Problem to work on
Can you reproduce the data beneath, keeping every line exact?
○ ○ ○
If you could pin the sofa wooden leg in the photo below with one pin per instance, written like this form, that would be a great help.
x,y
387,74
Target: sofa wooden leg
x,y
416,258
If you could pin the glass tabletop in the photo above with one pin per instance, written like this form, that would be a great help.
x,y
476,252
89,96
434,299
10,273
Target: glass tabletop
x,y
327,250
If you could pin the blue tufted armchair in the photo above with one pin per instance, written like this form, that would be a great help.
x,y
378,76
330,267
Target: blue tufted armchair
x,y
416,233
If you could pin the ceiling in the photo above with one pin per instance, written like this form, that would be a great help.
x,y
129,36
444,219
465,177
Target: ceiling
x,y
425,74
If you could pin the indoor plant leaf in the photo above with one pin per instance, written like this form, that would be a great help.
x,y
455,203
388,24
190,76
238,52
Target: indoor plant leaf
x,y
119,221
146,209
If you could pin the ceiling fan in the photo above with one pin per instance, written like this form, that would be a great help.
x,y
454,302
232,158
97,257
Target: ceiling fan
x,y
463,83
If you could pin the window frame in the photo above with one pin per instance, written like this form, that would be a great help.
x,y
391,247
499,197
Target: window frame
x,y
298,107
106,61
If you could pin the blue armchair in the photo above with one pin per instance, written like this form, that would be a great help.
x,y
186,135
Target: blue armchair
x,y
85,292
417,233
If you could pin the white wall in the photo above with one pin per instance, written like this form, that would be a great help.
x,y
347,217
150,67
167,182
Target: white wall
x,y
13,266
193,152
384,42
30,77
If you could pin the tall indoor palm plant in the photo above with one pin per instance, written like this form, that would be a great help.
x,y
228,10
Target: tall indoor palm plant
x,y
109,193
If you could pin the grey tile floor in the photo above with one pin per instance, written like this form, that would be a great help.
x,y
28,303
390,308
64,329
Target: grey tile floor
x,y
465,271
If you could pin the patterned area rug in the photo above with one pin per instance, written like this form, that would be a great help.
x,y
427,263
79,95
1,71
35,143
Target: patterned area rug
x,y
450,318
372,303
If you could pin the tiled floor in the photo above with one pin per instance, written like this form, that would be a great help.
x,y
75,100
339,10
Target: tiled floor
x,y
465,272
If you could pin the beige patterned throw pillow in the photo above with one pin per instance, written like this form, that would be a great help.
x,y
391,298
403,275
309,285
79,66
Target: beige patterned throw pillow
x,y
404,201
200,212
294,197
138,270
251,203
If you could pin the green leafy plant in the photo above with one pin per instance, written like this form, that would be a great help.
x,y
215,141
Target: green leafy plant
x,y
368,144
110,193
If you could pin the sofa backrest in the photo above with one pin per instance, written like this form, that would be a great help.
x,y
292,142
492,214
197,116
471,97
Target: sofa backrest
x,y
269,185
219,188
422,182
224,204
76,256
○ ○ ○
Exercise response
If you could pin the sofa wooden leg in the photo below with one pin per instance, written like this form, that would be a great help.
x,y
387,74
Target: sofa wooden leg
x,y
416,258
If you could pin the glass tabletop in the photo above with one pin per instance, written like this form, that would be a great help.
x,y
476,252
89,96
434,299
10,273
Target: glass tabletop
x,y
327,250
If you could pin the blue tufted armchair in the photo above with one pin per instance, written like this form, that would be a great help.
x,y
378,76
330,267
Target: blue tufted armchair
x,y
416,233
If you could pin the ceiling in the photo above with one pin per instance, written like this form, that would be a great help.
x,y
129,36
444,219
465,177
Target: ceiling
x,y
425,74
If you could pin the indoor plant leaf in the photo above with one pin per instance, written like this form, that would be a great help.
x,y
455,203
388,24
190,76
238,52
Target: indoor plant leaf
x,y
119,221
146,209
If you could pin the ceiling fan in the photo above with one pin per instance, written like this form, that would be a great help.
x,y
454,302
232,158
97,257
Target: ceiling fan
x,y
463,83
If you could pin the window frame in the photo above with one pin per instance, written like this form, that would be a great help.
x,y
391,247
499,197
Target: window frame
x,y
298,107
106,61
If you could pin the blue armchair in the photo above with one pin per instance, written like this form, that would be a great help.
x,y
186,135
Target: blue armchair
x,y
85,292
417,233
If you could pin the white wall in the photo above with one pin per instance, written like this form, that would be a great help.
x,y
347,217
150,67
167,182
Target: white wall
x,y
13,266
193,152
384,42
30,77
If you could pin the tall indoor palm plant in the photo above with one pin per instance, written like this form, that would be a great help.
x,y
228,10
Target: tall indoor palm plant
x,y
109,193
If you could pin the grey tile floor in the photo above with one pin per instance, written like this form, that would be a great help.
x,y
28,303
390,308
64,329
Target: grey tile floor
x,y
465,271
If you could pin the patterned area rug in the photo above with one pin per instance, written like this form, that would be a great help.
x,y
427,263
79,95
1,71
35,143
Target: patterned area rug
x,y
450,318
372,303
If you could pin the tiled floor in the photo above with one pin per instance, written like this form, that would be a great help.
x,y
75,100
339,10
Target: tiled floor
x,y
465,272
If you could pin the beige patterned throw pillow in the photo above with one pin per instance, written like this form, that would be a great help.
x,y
391,298
403,275
309,285
79,66
Target: beige patterned throw pillow
x,y
404,201
200,212
294,197
138,270
251,203
If you could pin the green leafy plant in the photo above with one pin per instance, written like this form, that would be a great help.
x,y
215,141
Target: green leafy plant
x,y
368,144
110,193
If you could pin the sofa backrest in the photo above with one pin per instance, written like this form, that would be a great help.
x,y
292,142
492,214
197,116
471,97
Target: sofa backrest
x,y
269,185
219,188
422,182
224,204
76,256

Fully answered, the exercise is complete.